# WHAT THE TASK REQUIRES
From the text on Norwegian cake below, list every sweet treat it says the visitors enjoyed during their trip.

As patisserie is to Paris so cake is to Norway. Kafee and cake are the epitome of Norwegian hospitality. A glowing candle in a hurricane lantern at the front door, the aroma of freshly brewed coffee and a freshly baked cake (or two) welcomed us into every home that we visited on our trip to Norway.
From simple, quickly produced Svele (flapjacks or crumpets) to elaborate, cream laden creations, cake is an integral part of everyday life in Norway. A heavily laden cake table is a standard feature at all celebrations. We fully embraced this wonderful aspect of Norwegian life, enjoying folded Svele and coffee on our ferry trips, waffles at a pretty little house next to the river in Oslo, berry laden Pavlovas at the generous tables of our hosts and a wonderful concotion called Suksessterte. I have no idea where the name, Success Tart comes from but it could well be the successful marriage of chewy almond cake, buttery custard and a chocolate topping that gives it the name. Given the ingredients, I would imagine that this cake is highly successful in adding inches to the waist line but some things in life are worth that. Suksessterte is one of them.

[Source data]
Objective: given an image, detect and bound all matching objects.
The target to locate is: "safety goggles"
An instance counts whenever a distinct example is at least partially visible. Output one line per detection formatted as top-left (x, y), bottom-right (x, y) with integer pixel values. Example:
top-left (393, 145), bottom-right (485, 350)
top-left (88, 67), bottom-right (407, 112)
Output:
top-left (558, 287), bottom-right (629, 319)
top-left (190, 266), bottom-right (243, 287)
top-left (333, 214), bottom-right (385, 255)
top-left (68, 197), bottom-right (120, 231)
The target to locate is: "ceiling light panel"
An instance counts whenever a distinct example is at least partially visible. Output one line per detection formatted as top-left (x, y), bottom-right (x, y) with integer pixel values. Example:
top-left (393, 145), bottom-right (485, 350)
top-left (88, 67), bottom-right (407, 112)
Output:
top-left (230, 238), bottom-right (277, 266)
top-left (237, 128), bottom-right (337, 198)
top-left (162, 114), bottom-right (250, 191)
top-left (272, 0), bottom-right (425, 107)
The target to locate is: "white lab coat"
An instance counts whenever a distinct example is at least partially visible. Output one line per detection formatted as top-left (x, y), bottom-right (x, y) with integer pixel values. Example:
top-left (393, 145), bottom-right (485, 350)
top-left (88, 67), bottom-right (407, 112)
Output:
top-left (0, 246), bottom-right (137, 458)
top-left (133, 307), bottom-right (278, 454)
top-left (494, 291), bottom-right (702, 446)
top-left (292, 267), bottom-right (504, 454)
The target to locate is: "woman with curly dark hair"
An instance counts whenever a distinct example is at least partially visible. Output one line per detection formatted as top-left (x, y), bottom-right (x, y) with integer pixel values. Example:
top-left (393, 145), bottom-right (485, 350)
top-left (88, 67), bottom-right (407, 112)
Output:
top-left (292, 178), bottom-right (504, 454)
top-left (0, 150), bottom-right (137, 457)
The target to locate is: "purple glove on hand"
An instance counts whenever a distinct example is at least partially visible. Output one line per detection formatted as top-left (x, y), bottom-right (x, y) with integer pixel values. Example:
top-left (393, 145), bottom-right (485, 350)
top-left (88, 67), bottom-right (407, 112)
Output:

# RESPONSE TO THE TASK
- Folded Svele
- Waffles
- Berry laden Pavlovas
- Suksessterte